■ Work order
When you reach the line containing "positive clicks: (135, 224)" in the entries below, begin reproducing lines exactly, and stop once the line containing "negative clicks: (142, 248) (111, 218)" is done.

■ Data records
====

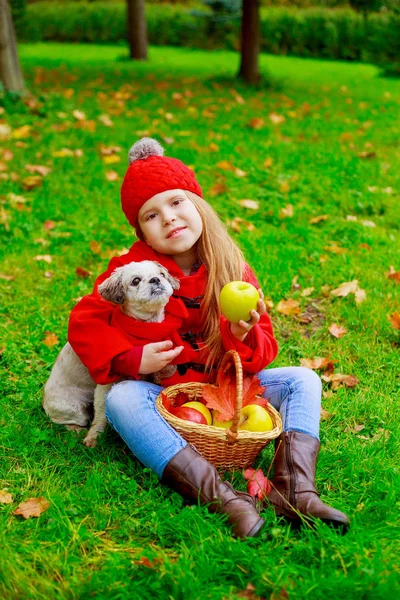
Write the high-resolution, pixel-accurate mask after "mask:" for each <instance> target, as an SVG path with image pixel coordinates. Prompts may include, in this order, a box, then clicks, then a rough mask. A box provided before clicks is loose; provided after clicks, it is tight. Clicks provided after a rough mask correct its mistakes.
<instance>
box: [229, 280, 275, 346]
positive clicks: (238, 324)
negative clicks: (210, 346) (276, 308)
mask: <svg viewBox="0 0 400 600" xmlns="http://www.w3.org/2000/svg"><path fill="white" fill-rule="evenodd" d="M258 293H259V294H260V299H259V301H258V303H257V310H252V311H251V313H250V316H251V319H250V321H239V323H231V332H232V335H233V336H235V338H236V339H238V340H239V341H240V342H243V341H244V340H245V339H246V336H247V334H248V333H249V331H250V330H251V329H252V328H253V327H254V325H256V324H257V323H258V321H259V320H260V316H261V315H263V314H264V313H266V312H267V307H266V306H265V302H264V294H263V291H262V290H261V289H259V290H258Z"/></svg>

====

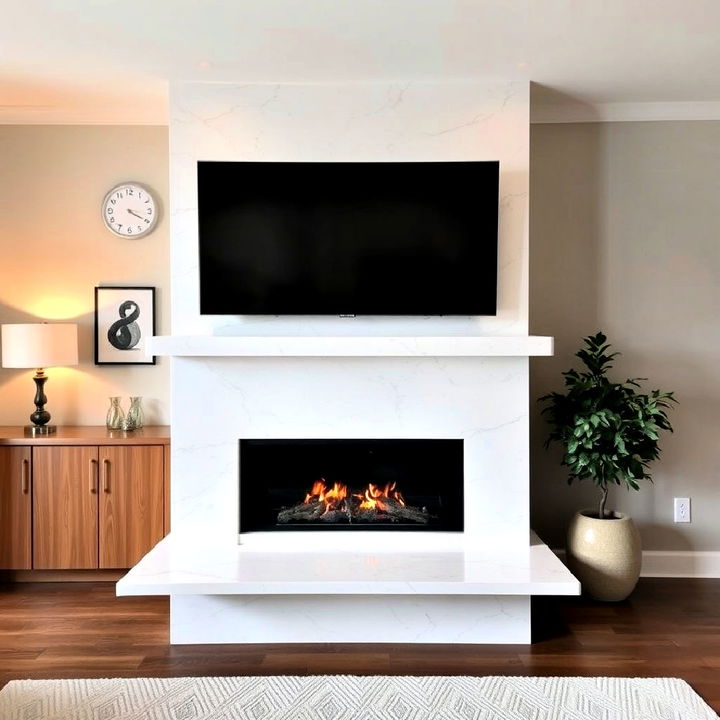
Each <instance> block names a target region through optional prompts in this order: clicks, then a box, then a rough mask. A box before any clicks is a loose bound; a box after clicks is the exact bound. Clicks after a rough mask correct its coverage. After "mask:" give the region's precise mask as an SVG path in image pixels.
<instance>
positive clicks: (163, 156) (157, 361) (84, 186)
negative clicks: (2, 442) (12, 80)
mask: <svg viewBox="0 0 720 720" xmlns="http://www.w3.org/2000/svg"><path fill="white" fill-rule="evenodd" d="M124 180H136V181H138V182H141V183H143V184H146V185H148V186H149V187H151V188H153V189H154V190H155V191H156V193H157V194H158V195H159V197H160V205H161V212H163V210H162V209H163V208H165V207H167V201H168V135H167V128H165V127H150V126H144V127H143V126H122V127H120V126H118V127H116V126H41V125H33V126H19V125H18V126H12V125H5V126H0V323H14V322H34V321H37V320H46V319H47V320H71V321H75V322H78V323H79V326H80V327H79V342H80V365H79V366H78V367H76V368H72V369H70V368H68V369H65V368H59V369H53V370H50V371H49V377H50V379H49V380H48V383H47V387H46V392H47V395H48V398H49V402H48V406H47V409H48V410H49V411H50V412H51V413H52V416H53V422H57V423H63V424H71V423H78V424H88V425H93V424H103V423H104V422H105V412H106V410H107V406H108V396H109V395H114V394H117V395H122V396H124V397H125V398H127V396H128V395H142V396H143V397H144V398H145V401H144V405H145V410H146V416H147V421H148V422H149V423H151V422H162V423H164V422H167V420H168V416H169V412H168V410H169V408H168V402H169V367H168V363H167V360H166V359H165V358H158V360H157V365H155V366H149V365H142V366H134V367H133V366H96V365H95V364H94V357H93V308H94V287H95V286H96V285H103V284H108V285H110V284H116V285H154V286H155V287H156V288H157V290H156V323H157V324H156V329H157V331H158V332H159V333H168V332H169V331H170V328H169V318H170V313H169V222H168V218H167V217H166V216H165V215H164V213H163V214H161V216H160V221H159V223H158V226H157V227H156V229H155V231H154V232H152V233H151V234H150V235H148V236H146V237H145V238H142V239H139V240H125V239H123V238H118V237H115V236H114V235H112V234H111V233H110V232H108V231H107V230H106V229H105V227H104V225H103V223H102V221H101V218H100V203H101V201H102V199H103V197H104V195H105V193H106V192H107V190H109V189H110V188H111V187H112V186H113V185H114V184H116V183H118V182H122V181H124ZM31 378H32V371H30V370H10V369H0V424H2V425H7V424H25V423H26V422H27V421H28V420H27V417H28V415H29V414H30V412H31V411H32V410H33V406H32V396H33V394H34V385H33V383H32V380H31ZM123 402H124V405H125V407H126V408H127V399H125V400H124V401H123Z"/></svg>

====

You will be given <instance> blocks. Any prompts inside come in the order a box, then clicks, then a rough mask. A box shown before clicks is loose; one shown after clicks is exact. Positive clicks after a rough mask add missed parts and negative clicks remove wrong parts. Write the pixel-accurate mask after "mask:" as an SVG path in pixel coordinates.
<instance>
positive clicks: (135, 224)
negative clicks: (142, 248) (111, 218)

====

■ Response to this exercise
positive clicks: (135, 224)
negative clicks: (142, 248) (111, 218)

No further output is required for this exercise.